YOUR INSTRUCTIONS: Copy everything from the start of the data down to the line containing "pixel 479 399", changing "bird" to "sparrow" and leaving the rest as it is.

THE DATA:
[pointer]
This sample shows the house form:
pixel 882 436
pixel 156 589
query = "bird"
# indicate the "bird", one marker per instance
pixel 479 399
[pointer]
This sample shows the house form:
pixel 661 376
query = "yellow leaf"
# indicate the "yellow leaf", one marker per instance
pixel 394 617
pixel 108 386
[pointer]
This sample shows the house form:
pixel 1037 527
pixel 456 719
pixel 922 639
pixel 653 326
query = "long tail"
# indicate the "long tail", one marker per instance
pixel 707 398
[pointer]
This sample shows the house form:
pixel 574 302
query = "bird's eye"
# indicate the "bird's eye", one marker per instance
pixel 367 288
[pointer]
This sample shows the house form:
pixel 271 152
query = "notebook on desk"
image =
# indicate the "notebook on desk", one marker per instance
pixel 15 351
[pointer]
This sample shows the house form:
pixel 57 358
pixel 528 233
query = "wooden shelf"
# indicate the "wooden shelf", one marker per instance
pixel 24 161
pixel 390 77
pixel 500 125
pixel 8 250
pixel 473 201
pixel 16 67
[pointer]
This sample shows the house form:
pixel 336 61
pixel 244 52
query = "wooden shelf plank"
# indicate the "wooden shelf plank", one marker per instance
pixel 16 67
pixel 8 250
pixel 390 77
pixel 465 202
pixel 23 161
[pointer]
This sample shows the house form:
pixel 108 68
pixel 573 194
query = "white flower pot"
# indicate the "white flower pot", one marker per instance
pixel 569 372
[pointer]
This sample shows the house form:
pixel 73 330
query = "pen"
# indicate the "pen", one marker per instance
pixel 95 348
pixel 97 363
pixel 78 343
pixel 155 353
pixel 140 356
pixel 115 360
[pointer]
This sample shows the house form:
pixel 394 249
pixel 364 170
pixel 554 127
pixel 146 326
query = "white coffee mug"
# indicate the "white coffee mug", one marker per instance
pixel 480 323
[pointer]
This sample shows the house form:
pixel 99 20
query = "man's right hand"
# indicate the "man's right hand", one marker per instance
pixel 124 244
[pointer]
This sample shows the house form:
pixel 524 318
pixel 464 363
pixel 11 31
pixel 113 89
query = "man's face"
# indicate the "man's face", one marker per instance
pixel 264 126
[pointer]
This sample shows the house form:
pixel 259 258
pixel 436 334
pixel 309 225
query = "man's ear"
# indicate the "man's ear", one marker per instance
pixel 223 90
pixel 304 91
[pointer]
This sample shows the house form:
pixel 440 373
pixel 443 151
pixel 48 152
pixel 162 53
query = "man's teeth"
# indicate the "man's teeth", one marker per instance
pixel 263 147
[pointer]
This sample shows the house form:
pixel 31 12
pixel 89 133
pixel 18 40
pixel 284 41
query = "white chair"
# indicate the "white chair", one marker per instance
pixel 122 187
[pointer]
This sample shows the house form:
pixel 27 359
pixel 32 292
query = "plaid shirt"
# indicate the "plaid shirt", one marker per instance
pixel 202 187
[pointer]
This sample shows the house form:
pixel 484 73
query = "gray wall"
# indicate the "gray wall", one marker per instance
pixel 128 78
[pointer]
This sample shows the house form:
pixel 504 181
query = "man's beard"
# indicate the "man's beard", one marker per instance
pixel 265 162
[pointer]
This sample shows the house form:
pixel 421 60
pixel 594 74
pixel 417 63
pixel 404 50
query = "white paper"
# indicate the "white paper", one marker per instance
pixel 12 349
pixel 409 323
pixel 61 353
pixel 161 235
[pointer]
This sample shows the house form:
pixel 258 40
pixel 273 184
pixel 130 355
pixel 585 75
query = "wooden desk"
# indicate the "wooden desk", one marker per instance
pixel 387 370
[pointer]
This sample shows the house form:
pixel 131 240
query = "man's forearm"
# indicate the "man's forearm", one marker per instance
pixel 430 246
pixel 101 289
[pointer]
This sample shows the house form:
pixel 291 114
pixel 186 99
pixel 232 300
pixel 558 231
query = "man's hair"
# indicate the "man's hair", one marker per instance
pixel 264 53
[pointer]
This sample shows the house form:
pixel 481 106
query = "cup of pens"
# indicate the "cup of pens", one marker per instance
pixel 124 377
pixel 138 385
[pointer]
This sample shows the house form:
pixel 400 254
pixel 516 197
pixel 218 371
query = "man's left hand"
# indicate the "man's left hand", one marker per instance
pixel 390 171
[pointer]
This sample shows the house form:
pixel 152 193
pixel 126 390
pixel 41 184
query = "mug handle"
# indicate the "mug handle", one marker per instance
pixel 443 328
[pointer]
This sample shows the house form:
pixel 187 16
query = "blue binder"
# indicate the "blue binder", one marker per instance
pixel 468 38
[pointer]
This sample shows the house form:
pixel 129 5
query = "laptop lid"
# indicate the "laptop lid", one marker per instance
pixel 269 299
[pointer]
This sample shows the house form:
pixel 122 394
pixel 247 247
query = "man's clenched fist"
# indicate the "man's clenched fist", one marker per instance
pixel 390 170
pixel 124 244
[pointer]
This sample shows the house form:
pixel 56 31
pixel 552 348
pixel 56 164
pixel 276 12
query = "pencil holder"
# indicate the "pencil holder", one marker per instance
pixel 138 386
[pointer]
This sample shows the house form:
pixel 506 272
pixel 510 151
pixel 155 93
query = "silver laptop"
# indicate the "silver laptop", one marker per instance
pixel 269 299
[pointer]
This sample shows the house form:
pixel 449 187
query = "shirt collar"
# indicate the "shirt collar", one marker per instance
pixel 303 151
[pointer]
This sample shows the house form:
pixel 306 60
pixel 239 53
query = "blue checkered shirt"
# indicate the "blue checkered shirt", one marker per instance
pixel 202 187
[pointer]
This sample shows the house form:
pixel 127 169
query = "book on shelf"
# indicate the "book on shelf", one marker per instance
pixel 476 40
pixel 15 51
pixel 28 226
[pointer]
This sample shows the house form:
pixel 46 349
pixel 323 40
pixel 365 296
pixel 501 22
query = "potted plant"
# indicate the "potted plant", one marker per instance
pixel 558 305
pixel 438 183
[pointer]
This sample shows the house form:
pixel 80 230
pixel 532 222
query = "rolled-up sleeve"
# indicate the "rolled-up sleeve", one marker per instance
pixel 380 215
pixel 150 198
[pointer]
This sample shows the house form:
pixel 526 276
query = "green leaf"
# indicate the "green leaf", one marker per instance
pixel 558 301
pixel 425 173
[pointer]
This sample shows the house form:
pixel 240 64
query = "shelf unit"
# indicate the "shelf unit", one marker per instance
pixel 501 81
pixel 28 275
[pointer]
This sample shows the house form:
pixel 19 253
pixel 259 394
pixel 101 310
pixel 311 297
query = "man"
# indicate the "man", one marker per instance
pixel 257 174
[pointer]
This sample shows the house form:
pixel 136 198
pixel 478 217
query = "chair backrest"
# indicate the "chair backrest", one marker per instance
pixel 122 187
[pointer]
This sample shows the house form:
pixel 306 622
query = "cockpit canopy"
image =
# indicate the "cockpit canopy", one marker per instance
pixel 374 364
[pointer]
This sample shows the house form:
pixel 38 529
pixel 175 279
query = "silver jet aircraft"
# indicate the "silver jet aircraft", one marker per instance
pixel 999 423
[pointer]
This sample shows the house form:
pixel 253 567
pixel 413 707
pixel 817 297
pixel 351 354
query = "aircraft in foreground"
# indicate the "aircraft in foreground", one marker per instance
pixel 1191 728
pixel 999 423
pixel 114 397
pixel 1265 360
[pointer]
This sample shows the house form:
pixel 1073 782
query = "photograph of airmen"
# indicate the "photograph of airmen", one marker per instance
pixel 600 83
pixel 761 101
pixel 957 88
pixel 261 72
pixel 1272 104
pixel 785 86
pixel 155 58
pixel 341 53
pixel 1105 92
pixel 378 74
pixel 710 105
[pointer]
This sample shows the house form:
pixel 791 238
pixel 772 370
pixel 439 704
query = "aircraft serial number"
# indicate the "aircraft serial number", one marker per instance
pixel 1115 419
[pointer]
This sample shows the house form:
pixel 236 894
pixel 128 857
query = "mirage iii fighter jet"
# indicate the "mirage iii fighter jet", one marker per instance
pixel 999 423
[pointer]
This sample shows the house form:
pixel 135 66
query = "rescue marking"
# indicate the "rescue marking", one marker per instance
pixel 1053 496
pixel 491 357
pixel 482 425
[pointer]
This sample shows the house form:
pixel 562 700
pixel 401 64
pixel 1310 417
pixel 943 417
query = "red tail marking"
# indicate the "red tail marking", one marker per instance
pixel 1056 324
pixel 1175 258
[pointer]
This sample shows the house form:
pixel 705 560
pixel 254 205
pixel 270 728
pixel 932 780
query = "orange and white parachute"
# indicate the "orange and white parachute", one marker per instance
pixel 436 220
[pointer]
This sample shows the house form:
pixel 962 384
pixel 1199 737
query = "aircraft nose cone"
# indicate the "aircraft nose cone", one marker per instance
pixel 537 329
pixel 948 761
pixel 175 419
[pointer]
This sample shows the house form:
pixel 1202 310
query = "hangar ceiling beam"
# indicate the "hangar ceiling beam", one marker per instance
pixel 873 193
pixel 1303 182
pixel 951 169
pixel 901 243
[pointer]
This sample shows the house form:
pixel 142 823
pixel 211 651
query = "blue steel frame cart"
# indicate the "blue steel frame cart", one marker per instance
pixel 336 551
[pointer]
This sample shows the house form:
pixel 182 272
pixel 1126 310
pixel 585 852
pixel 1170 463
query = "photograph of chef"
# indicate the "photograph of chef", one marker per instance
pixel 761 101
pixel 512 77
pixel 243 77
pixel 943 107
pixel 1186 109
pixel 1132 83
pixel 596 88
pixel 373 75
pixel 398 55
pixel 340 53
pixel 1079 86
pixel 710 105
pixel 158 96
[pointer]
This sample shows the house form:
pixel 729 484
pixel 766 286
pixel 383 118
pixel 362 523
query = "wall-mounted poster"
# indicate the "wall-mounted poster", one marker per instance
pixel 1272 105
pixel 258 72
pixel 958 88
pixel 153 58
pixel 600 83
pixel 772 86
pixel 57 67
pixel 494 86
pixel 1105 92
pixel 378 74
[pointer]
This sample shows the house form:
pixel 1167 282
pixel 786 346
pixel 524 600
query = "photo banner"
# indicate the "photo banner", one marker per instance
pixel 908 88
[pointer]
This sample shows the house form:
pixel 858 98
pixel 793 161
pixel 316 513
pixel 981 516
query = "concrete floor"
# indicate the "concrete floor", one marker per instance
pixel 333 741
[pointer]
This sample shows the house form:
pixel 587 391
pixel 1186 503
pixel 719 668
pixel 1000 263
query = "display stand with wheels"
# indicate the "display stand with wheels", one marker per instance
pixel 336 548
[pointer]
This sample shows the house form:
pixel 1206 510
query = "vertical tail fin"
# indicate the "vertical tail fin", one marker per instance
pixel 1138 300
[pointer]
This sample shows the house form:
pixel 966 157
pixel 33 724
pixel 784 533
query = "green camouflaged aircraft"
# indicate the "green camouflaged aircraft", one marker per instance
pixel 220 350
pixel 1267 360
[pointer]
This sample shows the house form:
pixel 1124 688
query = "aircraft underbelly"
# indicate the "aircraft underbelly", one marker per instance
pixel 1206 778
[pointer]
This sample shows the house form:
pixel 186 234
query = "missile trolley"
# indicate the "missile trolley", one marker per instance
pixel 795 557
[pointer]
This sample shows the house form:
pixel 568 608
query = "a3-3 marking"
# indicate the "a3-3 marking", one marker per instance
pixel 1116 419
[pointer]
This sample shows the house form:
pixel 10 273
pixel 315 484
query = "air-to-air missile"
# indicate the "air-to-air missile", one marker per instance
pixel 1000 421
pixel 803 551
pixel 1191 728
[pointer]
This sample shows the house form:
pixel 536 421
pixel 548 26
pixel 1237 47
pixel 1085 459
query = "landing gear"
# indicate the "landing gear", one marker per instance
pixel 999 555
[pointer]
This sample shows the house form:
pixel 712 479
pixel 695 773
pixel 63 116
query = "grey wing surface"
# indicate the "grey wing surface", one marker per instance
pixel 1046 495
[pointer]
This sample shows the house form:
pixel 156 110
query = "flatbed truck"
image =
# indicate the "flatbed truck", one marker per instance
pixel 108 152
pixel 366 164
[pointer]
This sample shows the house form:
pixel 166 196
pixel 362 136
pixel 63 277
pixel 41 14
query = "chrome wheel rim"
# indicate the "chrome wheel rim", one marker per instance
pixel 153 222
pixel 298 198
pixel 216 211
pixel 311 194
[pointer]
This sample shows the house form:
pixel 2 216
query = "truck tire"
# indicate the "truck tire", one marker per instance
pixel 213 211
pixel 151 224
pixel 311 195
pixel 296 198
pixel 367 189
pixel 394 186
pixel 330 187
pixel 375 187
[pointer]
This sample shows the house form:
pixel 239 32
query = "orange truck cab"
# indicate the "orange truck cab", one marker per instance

IN RESPONSE:
[pointer]
This sample shows the house form:
pixel 882 436
pixel 156 589
query = "sparrow"
# indicate the "sparrow", one marker per instance
pixel 479 399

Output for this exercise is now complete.